* _What to work on_:
**1)** Extract, word for word, the span of the passage on Nvidia's DGX Cloud from "Under DGX Cloud's" up to and including "announced in May.".
**2)** Continue the passage on Nvidia's DGX Cloud, picking up after its final sentence.

* _Page text_:
All the big cloud companies effectively offer AI chips for rent, many of them made by Nvidia, which has a market share estimated at around 80%. In what is perhaps a testament to Nvidia's market power, though, the cloud companies are helping Nvidia grow its own cloud business.
Under DGX Cloud's unusual arrangement, the cloud giants buy and manage equipment—including Nvidia's chips—that forms the backbone of the service. Then Nvidia leases back that equipment from them and rents it out to corporate clients. It also offers access to its AI experts and software as part of the package.
That has left cloud-computing giants in an uncomfortable position. While they make money through the arrangement, they are also being asked to help a service that could compete with them. Some of them haven't rushed to participate, even if they do eventually join up; Google was notably absent from a roster of companies participating in a DGX Cloud chip-rental marketplace announced in May.

* _Data listing_:
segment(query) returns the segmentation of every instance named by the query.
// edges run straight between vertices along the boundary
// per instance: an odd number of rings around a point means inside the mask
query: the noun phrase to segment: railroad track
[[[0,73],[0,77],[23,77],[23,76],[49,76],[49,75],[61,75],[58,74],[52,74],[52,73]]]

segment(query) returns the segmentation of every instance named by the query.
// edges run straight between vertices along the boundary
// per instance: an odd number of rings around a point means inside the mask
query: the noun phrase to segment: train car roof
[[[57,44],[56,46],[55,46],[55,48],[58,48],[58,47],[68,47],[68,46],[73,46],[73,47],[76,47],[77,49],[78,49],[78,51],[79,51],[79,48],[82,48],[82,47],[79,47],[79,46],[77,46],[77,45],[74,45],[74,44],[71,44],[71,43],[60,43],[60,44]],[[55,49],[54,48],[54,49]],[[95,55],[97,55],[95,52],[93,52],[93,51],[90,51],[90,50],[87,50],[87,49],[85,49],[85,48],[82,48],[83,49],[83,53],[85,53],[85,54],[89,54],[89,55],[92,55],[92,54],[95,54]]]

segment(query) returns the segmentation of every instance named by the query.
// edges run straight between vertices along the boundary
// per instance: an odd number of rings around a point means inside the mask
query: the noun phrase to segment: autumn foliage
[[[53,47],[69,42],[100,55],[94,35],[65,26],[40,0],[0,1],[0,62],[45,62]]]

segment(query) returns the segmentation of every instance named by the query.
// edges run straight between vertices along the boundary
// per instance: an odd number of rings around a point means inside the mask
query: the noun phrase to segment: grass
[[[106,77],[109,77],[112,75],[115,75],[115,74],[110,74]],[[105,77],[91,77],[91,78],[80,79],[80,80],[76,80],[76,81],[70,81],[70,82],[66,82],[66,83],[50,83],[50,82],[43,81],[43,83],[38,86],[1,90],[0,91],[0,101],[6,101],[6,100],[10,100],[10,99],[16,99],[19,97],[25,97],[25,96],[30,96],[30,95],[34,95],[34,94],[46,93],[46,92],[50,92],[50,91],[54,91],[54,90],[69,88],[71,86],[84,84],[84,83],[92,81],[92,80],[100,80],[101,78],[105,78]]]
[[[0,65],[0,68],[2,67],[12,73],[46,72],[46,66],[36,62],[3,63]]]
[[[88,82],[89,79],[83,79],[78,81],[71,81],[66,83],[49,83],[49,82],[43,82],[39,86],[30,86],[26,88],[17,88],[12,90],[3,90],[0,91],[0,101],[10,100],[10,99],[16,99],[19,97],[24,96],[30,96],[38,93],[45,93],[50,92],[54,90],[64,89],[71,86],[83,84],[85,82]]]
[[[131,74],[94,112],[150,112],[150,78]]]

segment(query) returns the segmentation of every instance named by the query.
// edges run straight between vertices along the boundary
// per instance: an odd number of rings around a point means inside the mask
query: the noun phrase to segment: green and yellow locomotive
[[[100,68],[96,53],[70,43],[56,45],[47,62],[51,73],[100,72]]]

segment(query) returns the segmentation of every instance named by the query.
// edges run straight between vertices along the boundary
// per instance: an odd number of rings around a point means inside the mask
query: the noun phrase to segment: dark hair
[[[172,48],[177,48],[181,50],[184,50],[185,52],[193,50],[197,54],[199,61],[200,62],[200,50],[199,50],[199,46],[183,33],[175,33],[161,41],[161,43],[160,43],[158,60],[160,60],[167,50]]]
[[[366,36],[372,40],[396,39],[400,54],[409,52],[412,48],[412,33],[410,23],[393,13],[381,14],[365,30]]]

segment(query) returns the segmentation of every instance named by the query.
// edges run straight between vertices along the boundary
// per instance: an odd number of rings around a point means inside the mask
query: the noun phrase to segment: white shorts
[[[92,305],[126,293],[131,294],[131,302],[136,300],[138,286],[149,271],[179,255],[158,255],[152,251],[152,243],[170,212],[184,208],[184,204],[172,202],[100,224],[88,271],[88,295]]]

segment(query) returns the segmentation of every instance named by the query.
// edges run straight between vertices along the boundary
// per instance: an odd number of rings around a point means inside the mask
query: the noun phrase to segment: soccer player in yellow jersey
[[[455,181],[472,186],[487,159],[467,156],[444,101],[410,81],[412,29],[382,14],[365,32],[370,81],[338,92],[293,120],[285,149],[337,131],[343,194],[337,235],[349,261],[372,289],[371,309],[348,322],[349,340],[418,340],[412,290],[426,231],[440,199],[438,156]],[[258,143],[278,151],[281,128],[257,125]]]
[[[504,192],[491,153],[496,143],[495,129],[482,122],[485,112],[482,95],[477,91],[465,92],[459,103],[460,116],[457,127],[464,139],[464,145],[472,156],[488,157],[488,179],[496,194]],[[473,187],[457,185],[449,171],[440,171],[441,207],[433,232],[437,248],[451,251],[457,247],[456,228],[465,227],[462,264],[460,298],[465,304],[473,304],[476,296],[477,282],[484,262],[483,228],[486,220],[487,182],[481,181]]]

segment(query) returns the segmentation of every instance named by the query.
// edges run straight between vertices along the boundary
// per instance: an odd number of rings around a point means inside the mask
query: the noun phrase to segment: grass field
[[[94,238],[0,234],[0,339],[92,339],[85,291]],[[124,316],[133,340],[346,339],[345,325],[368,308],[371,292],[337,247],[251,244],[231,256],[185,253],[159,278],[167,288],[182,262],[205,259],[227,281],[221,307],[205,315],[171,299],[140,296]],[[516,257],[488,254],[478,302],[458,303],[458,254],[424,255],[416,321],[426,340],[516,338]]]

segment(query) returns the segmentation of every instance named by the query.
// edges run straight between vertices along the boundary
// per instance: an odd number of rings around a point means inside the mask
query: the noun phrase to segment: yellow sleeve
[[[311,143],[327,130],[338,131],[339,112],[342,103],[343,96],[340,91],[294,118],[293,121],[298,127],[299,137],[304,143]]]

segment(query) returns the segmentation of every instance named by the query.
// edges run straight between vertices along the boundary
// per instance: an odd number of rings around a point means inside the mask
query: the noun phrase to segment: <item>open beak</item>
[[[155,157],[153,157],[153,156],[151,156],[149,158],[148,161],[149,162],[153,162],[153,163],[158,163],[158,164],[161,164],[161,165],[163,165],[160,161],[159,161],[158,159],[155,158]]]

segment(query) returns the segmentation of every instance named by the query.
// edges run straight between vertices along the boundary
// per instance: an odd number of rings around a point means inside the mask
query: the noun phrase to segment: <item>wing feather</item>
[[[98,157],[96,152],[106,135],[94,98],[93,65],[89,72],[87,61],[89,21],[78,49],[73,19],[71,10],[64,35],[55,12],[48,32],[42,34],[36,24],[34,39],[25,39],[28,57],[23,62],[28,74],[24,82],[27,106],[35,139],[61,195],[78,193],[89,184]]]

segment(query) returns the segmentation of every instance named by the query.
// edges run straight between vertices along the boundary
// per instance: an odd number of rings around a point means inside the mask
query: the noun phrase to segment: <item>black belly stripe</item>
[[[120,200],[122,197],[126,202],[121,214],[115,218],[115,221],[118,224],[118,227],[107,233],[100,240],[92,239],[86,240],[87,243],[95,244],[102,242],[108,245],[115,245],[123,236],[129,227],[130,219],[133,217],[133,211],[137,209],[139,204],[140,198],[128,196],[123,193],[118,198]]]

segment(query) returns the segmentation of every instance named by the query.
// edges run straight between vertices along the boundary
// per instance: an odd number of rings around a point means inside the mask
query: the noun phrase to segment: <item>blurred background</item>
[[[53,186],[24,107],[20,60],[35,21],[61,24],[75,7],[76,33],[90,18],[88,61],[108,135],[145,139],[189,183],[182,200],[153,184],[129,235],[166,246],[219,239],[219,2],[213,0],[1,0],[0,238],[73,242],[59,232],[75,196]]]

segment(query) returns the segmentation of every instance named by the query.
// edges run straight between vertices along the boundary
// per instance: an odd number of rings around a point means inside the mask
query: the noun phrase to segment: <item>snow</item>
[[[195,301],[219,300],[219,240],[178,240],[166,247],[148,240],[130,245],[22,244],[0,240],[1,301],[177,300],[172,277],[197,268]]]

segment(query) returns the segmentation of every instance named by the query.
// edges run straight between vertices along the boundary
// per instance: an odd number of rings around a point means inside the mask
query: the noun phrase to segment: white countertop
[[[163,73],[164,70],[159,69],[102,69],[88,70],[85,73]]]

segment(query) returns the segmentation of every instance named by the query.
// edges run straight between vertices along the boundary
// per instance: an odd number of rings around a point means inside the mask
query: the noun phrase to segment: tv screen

* _Task answers_:
**1)**
Under DGX Cloud's unusual arrangement, the cloud giants buy and manage equipment—including Nvidia's chips—that forms the backbone of the service. Then Nvidia leases back that equipment from them and rents it out to corporate clients. It also offers access to its AI experts and software as part of the package.
That has left cloud-computing giants in an uncomfortable position. While they make money through the arrangement, they are also being asked to help a service that could compete with them. Some of them haven't rushed to participate, even if they do eventually join up; Google was notably absent from a roster of companies participating in a DGX Cloud chip-rental marketplace announced in May.

**2)**
Roy Illsley, the chief analyst at tech research firm Omdia, said participating made sense for the cloud companies a couple of years ago because their own AI services weren't well-developed, although they have gotten better recently. 'They needed to respond to the market when the AI revolution took off, and what Nvidia did was give them a solution when they hadn't got their own ducks in order," he said.
It isn't clear how big DGX Cloud is—Nvidia doesn't break out its revenue or profits. But the company said in its latest fiscal year that it had $10.9 billion in multiyear cloud service agreements, up from $3.5 billion the year before, in large part to support DGX Cloud. If the service is more than breaking even—a fair bet given usually high cloud-computing profit margins—that is already a fairly sizable business.
Nvidia is adamant that it isn't trying to outshine the cloud-computing giants with DGX Cloud. In the company's telling, it aims to help connect customers with AI computing power and Nvidia's expertise in ways that weren't otherwise possible.
That may be true for now, but it would be naive to think Nvidia doesn't have any further designs. At minimum, DGX Cloud gives Nvidia an option in the future to grow a big cloud business and the power now to help shape how AI is developed. Some of the same logic likely helps drive its investments in CoreWeave and Lambda.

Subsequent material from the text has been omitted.